Short problem >>
Repeat the material in full. Keep every line exactly as it is.

§

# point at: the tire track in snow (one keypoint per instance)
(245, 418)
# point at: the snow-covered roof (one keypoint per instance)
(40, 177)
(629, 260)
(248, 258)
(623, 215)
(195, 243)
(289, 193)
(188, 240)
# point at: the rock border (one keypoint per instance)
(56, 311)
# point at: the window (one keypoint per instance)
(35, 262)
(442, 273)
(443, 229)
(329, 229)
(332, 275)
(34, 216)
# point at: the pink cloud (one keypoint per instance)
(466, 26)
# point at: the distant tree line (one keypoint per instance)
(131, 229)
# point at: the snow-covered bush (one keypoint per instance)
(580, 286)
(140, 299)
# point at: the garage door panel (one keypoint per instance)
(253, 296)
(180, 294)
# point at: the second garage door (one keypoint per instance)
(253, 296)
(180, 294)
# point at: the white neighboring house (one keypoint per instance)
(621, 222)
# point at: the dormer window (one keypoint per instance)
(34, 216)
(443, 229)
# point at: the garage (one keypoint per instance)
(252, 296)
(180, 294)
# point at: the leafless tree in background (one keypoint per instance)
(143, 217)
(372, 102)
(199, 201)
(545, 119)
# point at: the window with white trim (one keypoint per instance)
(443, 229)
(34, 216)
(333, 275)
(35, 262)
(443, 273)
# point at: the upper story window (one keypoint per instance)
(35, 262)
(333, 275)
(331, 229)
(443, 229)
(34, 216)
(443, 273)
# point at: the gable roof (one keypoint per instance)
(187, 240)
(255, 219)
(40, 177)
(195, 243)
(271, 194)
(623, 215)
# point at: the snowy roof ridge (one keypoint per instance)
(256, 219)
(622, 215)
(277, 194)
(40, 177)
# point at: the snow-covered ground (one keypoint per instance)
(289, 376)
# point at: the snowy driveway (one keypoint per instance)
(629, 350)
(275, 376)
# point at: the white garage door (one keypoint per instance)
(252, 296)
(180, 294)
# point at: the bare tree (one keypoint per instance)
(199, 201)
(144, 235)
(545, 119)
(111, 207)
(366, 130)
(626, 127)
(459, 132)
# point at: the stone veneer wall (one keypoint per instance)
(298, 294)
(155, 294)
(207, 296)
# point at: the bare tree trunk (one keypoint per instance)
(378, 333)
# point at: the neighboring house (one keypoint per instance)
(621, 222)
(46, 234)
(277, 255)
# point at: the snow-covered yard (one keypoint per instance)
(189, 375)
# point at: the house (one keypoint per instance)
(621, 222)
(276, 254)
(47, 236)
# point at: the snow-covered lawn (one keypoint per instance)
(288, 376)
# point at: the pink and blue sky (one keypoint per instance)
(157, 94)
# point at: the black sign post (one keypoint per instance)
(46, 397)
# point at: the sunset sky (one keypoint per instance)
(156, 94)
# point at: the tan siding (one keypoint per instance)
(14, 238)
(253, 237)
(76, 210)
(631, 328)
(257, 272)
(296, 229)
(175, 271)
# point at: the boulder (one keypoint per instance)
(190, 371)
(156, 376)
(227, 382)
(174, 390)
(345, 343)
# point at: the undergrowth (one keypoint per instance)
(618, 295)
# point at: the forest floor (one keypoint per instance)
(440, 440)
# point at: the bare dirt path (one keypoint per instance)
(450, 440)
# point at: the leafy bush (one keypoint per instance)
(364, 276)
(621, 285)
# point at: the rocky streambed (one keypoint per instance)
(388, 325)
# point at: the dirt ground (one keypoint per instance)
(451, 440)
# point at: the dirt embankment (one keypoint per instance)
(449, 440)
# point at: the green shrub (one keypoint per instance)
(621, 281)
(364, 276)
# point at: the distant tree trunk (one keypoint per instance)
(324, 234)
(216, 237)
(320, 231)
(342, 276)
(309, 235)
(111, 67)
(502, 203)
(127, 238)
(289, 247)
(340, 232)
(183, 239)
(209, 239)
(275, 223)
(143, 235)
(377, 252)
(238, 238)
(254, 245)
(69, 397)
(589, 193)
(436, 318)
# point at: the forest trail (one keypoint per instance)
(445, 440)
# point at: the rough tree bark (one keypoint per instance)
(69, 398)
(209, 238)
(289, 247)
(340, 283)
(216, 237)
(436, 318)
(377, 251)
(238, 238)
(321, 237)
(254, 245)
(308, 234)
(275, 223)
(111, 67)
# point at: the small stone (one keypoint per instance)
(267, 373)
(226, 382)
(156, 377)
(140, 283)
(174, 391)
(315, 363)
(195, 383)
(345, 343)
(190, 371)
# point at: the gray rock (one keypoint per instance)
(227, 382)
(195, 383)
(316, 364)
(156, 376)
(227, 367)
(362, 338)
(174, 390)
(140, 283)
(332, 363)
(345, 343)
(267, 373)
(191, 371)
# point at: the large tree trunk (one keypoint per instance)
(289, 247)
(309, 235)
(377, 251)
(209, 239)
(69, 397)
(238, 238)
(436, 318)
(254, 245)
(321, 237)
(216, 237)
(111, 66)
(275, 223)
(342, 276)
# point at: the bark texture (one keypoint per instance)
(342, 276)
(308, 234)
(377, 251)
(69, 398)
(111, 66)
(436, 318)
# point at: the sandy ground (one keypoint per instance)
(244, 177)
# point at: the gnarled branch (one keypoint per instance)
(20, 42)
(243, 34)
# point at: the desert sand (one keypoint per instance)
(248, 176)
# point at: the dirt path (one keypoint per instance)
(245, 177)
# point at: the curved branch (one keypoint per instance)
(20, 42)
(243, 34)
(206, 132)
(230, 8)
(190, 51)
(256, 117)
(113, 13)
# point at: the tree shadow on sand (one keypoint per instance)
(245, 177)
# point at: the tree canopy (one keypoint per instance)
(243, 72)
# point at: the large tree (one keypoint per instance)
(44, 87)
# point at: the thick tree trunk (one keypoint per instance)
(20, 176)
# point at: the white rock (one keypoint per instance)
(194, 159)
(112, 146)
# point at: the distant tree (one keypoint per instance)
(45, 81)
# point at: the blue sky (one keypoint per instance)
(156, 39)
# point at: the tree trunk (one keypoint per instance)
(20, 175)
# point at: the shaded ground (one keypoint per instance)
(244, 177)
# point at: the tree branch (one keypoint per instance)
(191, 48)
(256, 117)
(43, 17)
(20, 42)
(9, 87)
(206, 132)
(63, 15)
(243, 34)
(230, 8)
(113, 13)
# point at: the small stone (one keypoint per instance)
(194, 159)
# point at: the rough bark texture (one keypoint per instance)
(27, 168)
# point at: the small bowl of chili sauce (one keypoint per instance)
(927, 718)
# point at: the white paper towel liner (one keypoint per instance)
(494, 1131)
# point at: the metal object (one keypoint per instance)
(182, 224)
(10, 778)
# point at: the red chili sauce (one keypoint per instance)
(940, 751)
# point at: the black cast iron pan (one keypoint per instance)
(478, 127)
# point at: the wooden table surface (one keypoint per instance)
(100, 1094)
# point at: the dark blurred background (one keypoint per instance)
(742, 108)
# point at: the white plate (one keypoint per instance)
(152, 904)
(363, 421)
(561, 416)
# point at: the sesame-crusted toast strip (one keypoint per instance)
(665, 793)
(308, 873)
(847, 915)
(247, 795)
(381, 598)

§

Correct answer >>
# point at: the tire track in snow (one keypoint per instance)
(245, 418)
# point at: the snow-covered roof (one keypoint per instance)
(40, 177)
(629, 260)
(248, 258)
(623, 215)
(195, 243)
(289, 193)
(188, 240)
# point at: the rock border (one keypoint per instance)
(56, 311)
# point at: the window (one keypoint per instance)
(35, 262)
(442, 273)
(443, 229)
(329, 229)
(332, 275)
(34, 216)
# point at: the pink cloud (one keypoint per instance)
(466, 26)
# point at: the distant tree line (one keypoint per instance)
(131, 229)
# point at: the snow-covered bush (one keypoint per instance)
(580, 286)
(140, 299)
# point at: the garage door panel (one keypoint per instance)
(253, 296)
(180, 294)
# point at: the second garage door (one keypoint per instance)
(253, 296)
(180, 294)
# point at: the white neighboring house (one keypoint per instance)
(621, 222)
# point at: the dormer window (one keypoint per instance)
(34, 216)
(443, 229)
# point at: the garage (one keypoint per instance)
(252, 296)
(180, 294)
# point at: the leafless tree in background (one keypoint per instance)
(143, 217)
(372, 102)
(199, 201)
(545, 119)
# point at: the window with white trim (one keypoint per instance)
(443, 229)
(34, 216)
(333, 275)
(35, 262)
(443, 273)
# point at: the upper story window (one keypoint per instance)
(35, 262)
(333, 275)
(331, 229)
(443, 229)
(34, 216)
(443, 273)
# point at: the gable roof (one keypoint per instance)
(187, 240)
(255, 219)
(40, 177)
(195, 243)
(271, 194)
(623, 215)
# point at: the snowy roof ridge (one keypoint per instance)
(256, 219)
(622, 215)
(277, 194)
(40, 177)
# point at: the snow-covered ground (one keypoint per instance)
(289, 376)
# point at: the snowy driveway (one keypoint per instance)
(629, 350)
(275, 376)
# point at: the white garage door (one keypoint per instance)
(252, 296)
(180, 294)
# point at: the bare tree (one keypoint per instance)
(199, 201)
(144, 235)
(545, 119)
(111, 207)
(366, 130)
(626, 127)
(459, 132)
# point at: the stone veneer wall (one keypoint per instance)
(298, 294)
(155, 294)
(207, 296)
# point at: the bare tree trunk (one keypoint per instance)
(378, 333)
# point at: the neighboring house (one keypoint per instance)
(621, 222)
(46, 234)
(277, 255)
# point at: the snow-covered yard (one keypoint per instance)
(189, 375)
# point at: the house (one keypoint per instance)
(621, 222)
(276, 254)
(47, 236)
# point at: the snow-covered lawn (one keypoint per instance)
(288, 376)
# point at: the pink and blue sky (one keypoint per instance)
(157, 94)
# point at: the black sign post (one keypoint per instance)
(46, 397)
# point at: the sunset sky (one keypoint per instance)
(156, 94)
# point at: the tan siding (one keypoint per instance)
(14, 238)
(253, 237)
(76, 210)
(631, 328)
(257, 272)
(296, 229)
(175, 271)
# point at: the boulder (one keypoint per instance)
(190, 371)
(156, 376)
(227, 382)
(174, 390)
(345, 343)
# point at: the undergrowth (one keypoint per instance)
(618, 295)
# point at: the forest floor (one keypoint per instance)
(440, 440)
# point at: the bare dirt path (one keypoint per instance)
(450, 440)
# point at: the leafy bush (one keypoint per instance)
(364, 276)
(621, 285)
# point at: the rocky streambed (one keypoint per instance)
(388, 325)
# point at: the dirt ground (one keypoint per instance)
(451, 440)
# point at: the dirt embankment (one keypoint per instance)
(449, 440)
# point at: the green shrub (one keypoint per instance)
(621, 281)
(364, 276)
# point at: the distant tree trunk (one keypoint per instance)
(324, 234)
(216, 237)
(320, 231)
(342, 276)
(309, 235)
(111, 67)
(502, 203)
(127, 238)
(289, 247)
(340, 232)
(183, 239)
(209, 239)
(275, 223)
(143, 235)
(377, 252)
(238, 238)
(254, 245)
(69, 397)
(589, 193)
(436, 318)
# point at: the forest trail (one keypoint per instance)
(445, 440)
# point at: the rough tree bark (one keypoint per instance)
(69, 398)
(209, 238)
(289, 247)
(340, 283)
(216, 237)
(436, 318)
(377, 251)
(238, 238)
(321, 237)
(254, 245)
(308, 234)
(275, 223)
(111, 67)
# point at: the small stone (one keypoint per instance)
(267, 373)
(226, 382)
(156, 377)
(140, 283)
(174, 391)
(315, 363)
(195, 383)
(345, 343)
(190, 371)
# point at: the gray rock (one keypoint per instance)
(227, 382)
(195, 383)
(316, 364)
(156, 376)
(227, 367)
(362, 338)
(174, 390)
(140, 283)
(332, 363)
(345, 343)
(267, 373)
(191, 371)
# point at: the large tree trunk (one keypoint per instance)
(289, 247)
(309, 235)
(377, 251)
(209, 239)
(69, 397)
(238, 238)
(436, 318)
(254, 245)
(321, 237)
(216, 237)
(111, 66)
(275, 223)
(342, 276)
# point at: the bark texture (one keypoint per instance)
(342, 276)
(308, 234)
(377, 251)
(69, 398)
(111, 66)
(436, 318)
# point at: the sandy ground (one keypoint per instance)
(244, 177)
# point at: the gnarled branch (one keypoint per instance)
(20, 42)
(243, 34)
# point at: the desert sand (one keypoint per instance)
(248, 176)
# point at: the dirt path (one keypoint per instance)
(245, 177)
# point at: the curved branch (one keypoint per instance)
(20, 42)
(243, 34)
(206, 132)
(230, 8)
(190, 51)
(256, 117)
(113, 13)
# point at: the tree shadow on sand (one keypoint per instance)
(245, 177)
# point at: the tree canopy (one keypoint per instance)
(243, 72)
# point at: the large tree (one keypoint per instance)
(44, 87)
# point at: the thick tree trunk (one keypoint per instance)
(20, 176)
# point at: the white rock (one keypoint per instance)
(194, 159)
(112, 146)
# point at: the distant tree (one keypoint per instance)
(45, 81)
# point at: the blue sky (one keypoint per instance)
(156, 39)
# point at: the tree trunk (one keypoint per instance)
(20, 175)
# point at: the shaded ground (one keypoint per instance)
(244, 177)
# point at: the tree branch (one keypoint per instance)
(191, 48)
(256, 117)
(43, 17)
(20, 42)
(9, 87)
(206, 132)
(63, 15)
(243, 34)
(230, 8)
(113, 13)
# point at: the small stone (one keypoint per instance)
(194, 159)
# point at: the rough bark texture (one keypoint per instance)
(27, 168)
# point at: the small bowl of chili sauce (one keypoint per instance)
(927, 718)
# point at: the white paper towel liner (one keypoint per instance)
(494, 1131)
# point at: the metal object (one keypoint per instance)
(182, 224)
(10, 778)
# point at: the red chili sauce (one keypoint per instance)
(940, 751)
# point at: the black cast iron pan (one keypoint per instance)
(478, 127)
# point at: the wooden table surface (one keypoint per instance)
(100, 1094)
# point at: the dark blurred background (one keypoint per instance)
(742, 108)
# point at: the white plate (one keypoint per instance)
(152, 904)
(363, 421)
(561, 416)
# point at: the sesame-crusted toast strip (one keypoint per instance)
(665, 793)
(308, 873)
(847, 915)
(247, 795)
(381, 598)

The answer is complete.